» **Rows from a segmentation dataset**:
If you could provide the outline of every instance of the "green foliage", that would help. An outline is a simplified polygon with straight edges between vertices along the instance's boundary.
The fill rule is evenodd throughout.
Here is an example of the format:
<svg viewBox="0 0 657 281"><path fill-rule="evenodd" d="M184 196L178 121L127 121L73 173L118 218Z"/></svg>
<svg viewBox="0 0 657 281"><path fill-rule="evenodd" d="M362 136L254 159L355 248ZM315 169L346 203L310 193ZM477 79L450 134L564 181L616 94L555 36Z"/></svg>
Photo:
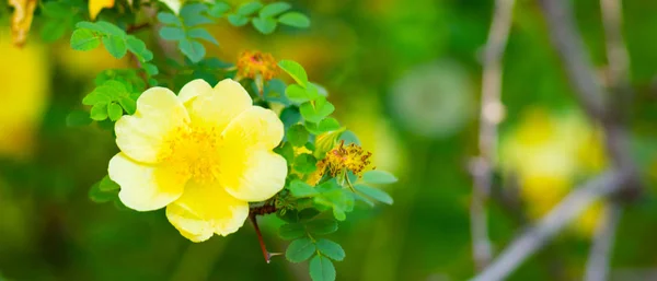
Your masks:
<svg viewBox="0 0 657 281"><path fill-rule="evenodd" d="M310 137L306 127L300 124L292 125L292 127L287 130L286 136L288 141L295 147L306 145L308 138Z"/></svg>
<svg viewBox="0 0 657 281"><path fill-rule="evenodd" d="M217 19L226 17L230 24L238 27L251 22L262 34L274 33L279 23L299 28L310 26L310 20L301 13L287 12L280 15L290 9L291 5L287 2L263 4L260 1L251 1L233 9L226 2L218 1L210 8L209 14Z"/></svg>
<svg viewBox="0 0 657 281"><path fill-rule="evenodd" d="M62 11L69 11L67 9L73 5L47 2L44 7L44 13L61 15ZM107 14L112 13L104 13ZM99 127L112 130L124 114L135 114L137 98L147 86L172 84L171 89L177 91L193 79L216 84L220 79L234 78L235 66L217 58L206 58L203 43L219 45L219 40L205 26L220 19L226 19L233 26L251 24L262 34L272 34L280 25L299 28L310 26L309 19L292 11L292 5L287 2L250 1L239 7L221 1L186 2L177 15L170 12L157 14L157 21L161 24L159 37L174 42L184 57L184 60L177 61L154 58L149 50L151 38L143 42L131 34L135 31L131 27L137 25L136 19L110 16L97 22L71 23L71 26L76 26L70 37L71 48L85 51L102 44L113 57L125 58L129 54L136 63L131 69L101 72L94 80L95 87L82 98L88 110L71 112L67 125L84 126L95 120ZM54 33L55 37L61 31ZM164 61L165 65L162 63ZM162 73L161 67L164 70ZM326 153L341 139L356 138L331 117L335 106L328 102L326 89L311 82L301 65L280 60L278 67L289 75L290 84L284 78L240 81L250 92L254 104L265 108L283 105L279 118L286 133L274 151L286 160L289 173L284 190L268 201L275 204L278 218L286 222L278 229L278 236L290 241L285 251L287 260L309 261L310 276L314 281L335 280L333 261L342 261L346 255L338 243L322 236L338 230L338 221L347 219L357 200L392 203L388 194L364 183L388 184L396 178L376 172L366 173L362 183L356 183L356 177L349 177L344 168L337 174L325 171L325 163L320 161ZM119 190L119 185L105 176L89 190L89 197L95 202L112 201L117 209L125 210L127 207L117 196Z"/></svg>
<svg viewBox="0 0 657 281"><path fill-rule="evenodd" d="M356 189L356 191L358 191L371 199L374 199L379 202L383 202L387 204L392 204L392 202L393 202L392 197L381 189L377 189L377 188L369 187L366 185L356 185L356 186L354 186L354 188Z"/></svg>
<svg viewBox="0 0 657 281"><path fill-rule="evenodd" d="M103 46L113 57L120 59L126 56L129 50L141 66L153 59L153 52L146 47L143 40L134 35L128 35L120 27L104 21L99 22L78 22L76 24L70 39L70 46L76 50L91 50ZM154 65L148 65L148 69L143 69L147 79L150 79L151 73L157 73Z"/></svg>
<svg viewBox="0 0 657 281"><path fill-rule="evenodd" d="M291 262L309 259L316 250L315 244L309 237L292 241L285 251L285 257Z"/></svg>
<svg viewBox="0 0 657 281"><path fill-rule="evenodd" d="M181 9L180 16L169 12L158 13L158 21L164 26L160 36L166 40L177 42L177 47L192 62L199 62L206 55L206 49L197 39L204 39L215 45L219 42L200 25L212 23L208 17L211 13L205 3L187 3Z"/></svg>
<svg viewBox="0 0 657 281"><path fill-rule="evenodd" d="M322 255L316 255L310 260L310 277L313 281L333 281L335 280L335 267L331 259Z"/></svg>
<svg viewBox="0 0 657 281"><path fill-rule="evenodd" d="M114 201L118 197L118 189L103 189L103 182L104 178L89 189L89 198L96 203Z"/></svg>
<svg viewBox="0 0 657 281"><path fill-rule="evenodd" d="M83 7L84 2L74 0L44 2L41 7L45 20L41 30L42 39L53 43L61 38L77 22L82 21L80 11Z"/></svg>
<svg viewBox="0 0 657 281"><path fill-rule="evenodd" d="M345 250L335 242L321 238L315 242L315 246L318 251L333 260L342 261L345 258Z"/></svg>
<svg viewBox="0 0 657 281"><path fill-rule="evenodd" d="M278 22L285 25L295 26L299 28L307 28L310 26L310 20L302 13L289 12L278 17Z"/></svg>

» **Directive**: Format the entries from their first line through the line containing "19L226 17L230 24L238" as a Markdown table with a No. column for the row number and a Content column for the line, skipping blank lines. Leave the pictures out of the table.

» **Response to this task**:
| No. | Content |
|---|---|
| 1 | If you could provide the outline of every instance of the "green foliage", that would help. An outline is a simplified polygon with straight edges between vertices along the instance's boundary. |
| 2 | The fill rule is evenodd throughout. |
| 3 | Here is an example of the format: |
| 4 | <svg viewBox="0 0 657 281"><path fill-rule="evenodd" d="M184 196L178 121L127 121L73 173L118 218Z"/></svg> |
| 5 | <svg viewBox="0 0 657 281"><path fill-rule="evenodd" d="M362 136L254 159L355 248ZM315 169L346 203L310 193ZM477 79L450 134L564 181L616 94L555 36Z"/></svg> |
| 6 | Photo: |
| 7 | Your masks: |
| 8 | <svg viewBox="0 0 657 281"><path fill-rule="evenodd" d="M310 137L306 127L300 124L292 125L292 127L287 130L286 136L288 141L295 147L306 145L308 138Z"/></svg> |
| 9 | <svg viewBox="0 0 657 281"><path fill-rule="evenodd" d="M217 19L226 17L230 24L238 27L251 22L262 34L274 33L279 23L299 28L310 26L310 20L301 13L287 12L280 15L290 9L291 5L287 2L263 4L260 1L251 1L233 9L226 2L218 1L210 8L209 14Z"/></svg> |